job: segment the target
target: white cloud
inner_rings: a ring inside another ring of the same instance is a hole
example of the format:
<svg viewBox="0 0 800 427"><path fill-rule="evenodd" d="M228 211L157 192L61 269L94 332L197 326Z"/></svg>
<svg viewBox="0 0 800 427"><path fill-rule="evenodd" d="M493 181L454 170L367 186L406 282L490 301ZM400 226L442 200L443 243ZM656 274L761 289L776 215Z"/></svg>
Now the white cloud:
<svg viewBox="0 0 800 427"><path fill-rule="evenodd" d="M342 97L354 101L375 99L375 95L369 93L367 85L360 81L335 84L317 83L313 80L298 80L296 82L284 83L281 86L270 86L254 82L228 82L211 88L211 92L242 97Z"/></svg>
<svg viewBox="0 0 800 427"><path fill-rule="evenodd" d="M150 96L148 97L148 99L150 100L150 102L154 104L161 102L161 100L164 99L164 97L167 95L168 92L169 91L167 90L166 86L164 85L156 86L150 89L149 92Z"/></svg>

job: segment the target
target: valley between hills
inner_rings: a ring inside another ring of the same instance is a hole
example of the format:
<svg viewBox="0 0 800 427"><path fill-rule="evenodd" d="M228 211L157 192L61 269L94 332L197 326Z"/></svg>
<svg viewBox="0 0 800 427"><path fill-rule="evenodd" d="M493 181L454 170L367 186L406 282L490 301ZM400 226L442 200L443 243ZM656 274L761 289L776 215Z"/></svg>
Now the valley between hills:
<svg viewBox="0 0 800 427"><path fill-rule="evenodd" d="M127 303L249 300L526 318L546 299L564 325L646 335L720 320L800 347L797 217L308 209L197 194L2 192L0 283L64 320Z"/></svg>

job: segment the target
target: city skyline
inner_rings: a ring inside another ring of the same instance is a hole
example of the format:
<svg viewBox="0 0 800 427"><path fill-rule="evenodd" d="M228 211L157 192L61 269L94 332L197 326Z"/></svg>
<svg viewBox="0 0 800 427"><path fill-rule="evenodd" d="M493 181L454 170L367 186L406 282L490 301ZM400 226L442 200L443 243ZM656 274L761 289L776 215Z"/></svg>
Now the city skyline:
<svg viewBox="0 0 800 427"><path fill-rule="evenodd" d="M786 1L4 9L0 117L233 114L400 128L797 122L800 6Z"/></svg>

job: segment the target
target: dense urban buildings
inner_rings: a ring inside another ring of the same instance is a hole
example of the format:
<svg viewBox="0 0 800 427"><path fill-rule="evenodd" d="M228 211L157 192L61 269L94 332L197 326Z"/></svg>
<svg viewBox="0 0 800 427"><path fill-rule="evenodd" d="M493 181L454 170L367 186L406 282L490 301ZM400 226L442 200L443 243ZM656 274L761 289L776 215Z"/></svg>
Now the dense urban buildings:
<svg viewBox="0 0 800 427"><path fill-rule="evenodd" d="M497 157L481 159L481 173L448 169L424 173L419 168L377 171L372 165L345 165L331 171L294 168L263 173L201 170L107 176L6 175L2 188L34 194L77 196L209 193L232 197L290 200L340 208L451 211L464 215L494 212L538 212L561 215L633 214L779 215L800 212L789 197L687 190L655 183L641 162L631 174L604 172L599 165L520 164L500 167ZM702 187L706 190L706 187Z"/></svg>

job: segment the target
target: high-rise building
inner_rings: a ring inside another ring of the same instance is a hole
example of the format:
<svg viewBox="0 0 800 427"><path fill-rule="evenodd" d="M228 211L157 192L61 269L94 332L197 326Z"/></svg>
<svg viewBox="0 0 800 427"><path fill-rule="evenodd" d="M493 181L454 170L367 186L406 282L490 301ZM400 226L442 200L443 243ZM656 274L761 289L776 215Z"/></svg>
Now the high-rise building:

:::

*EXERCISE INSTRUCTIONS*.
Output the entire listing above verbatim, from its first line to its last, with no changes.

*FINISHED EXERCISE*.
job: segment the target
target: white cloud
inner_rings: a ring inside another ring of the same instance is a hole
example of the format:
<svg viewBox="0 0 800 427"><path fill-rule="evenodd" d="M228 211L157 192L61 269L94 332L197 326Z"/></svg>
<svg viewBox="0 0 800 427"><path fill-rule="evenodd" d="M493 181L454 170L367 186L406 282L490 301ZM400 226L442 200L443 243ZM656 274L761 289L776 215Z"/></svg>
Now the white cloud:
<svg viewBox="0 0 800 427"><path fill-rule="evenodd" d="M342 97L354 101L375 99L375 95L369 93L367 85L360 81L335 84L317 83L313 80L298 80L296 82L284 83L281 86L270 86L254 82L228 82L211 88L211 92L242 97Z"/></svg>
<svg viewBox="0 0 800 427"><path fill-rule="evenodd" d="M150 96L148 97L148 99L150 100L150 102L154 104L161 102L161 100L164 99L164 97L167 95L168 92L169 91L167 90L166 86L164 85L156 86L150 89L149 92Z"/></svg>

job: segment the target
target: valley between hills
inner_rings: a ring inside another ring of the same instance is a hole
example of the format:
<svg viewBox="0 0 800 427"><path fill-rule="evenodd" d="M228 211L157 192L61 269L94 332L197 326Z"/></svg>
<svg viewBox="0 0 800 427"><path fill-rule="evenodd" d="M493 181L454 170L367 186L406 282L490 301ZM400 226L442 200L443 243ZM656 274L761 289L776 215Z"/></svg>
Now the valley between hills:
<svg viewBox="0 0 800 427"><path fill-rule="evenodd" d="M127 303L249 300L526 318L546 299L564 325L646 335L720 320L800 347L797 217L308 209L197 194L2 192L0 283L64 320Z"/></svg>

job: segment the target
target: city skyline
inner_rings: a ring inside another ring of the same instance is a hole
example of the format:
<svg viewBox="0 0 800 427"><path fill-rule="evenodd" d="M228 211L157 192L61 269L94 332L197 326Z"/></svg>
<svg viewBox="0 0 800 427"><path fill-rule="evenodd" d="M493 181L454 170L367 186L406 282L490 301ZM400 226L442 200L443 243ZM656 274L761 289L776 215Z"/></svg>
Now the city skyline:
<svg viewBox="0 0 800 427"><path fill-rule="evenodd" d="M786 1L4 9L0 117L233 114L400 128L797 122L800 6Z"/></svg>

job: segment the target
target: dense urban buildings
inner_rings: a ring inside another ring of the same instance is a hole
example of the format:
<svg viewBox="0 0 800 427"><path fill-rule="evenodd" d="M228 211L157 192L61 269L94 332L197 326Z"/></svg>
<svg viewBox="0 0 800 427"><path fill-rule="evenodd" d="M493 181L454 170L367 186L406 282L490 301ZM400 226L442 200L443 243ZM656 274L761 289L776 215Z"/></svg>
Now the dense urban buildings:
<svg viewBox="0 0 800 427"><path fill-rule="evenodd" d="M497 157L481 159L481 173L448 169L424 173L419 168L377 171L372 165L345 165L331 171L294 168L263 173L201 170L107 176L6 175L2 188L34 194L77 196L209 193L232 197L290 200L340 208L451 211L464 215L494 212L538 212L561 215L633 214L779 215L800 212L789 197L687 190L655 183L641 162L631 174L604 172L599 165L520 164L500 167ZM702 187L706 190L706 187Z"/></svg>

job: segment the target
target: high-rise building
inner_rings: a ring inside another ring of the same instance is a hole
example of the format:
<svg viewBox="0 0 800 427"><path fill-rule="evenodd" d="M228 211L157 192L61 269L94 332L197 326Z"/></svg>
<svg viewBox="0 0 800 427"><path fill-rule="evenodd" d="M493 181L454 170L367 186L406 282L490 301ZM400 226L442 200L443 243ZM656 274L761 289L776 215Z"/></svg>
Now the high-rise building:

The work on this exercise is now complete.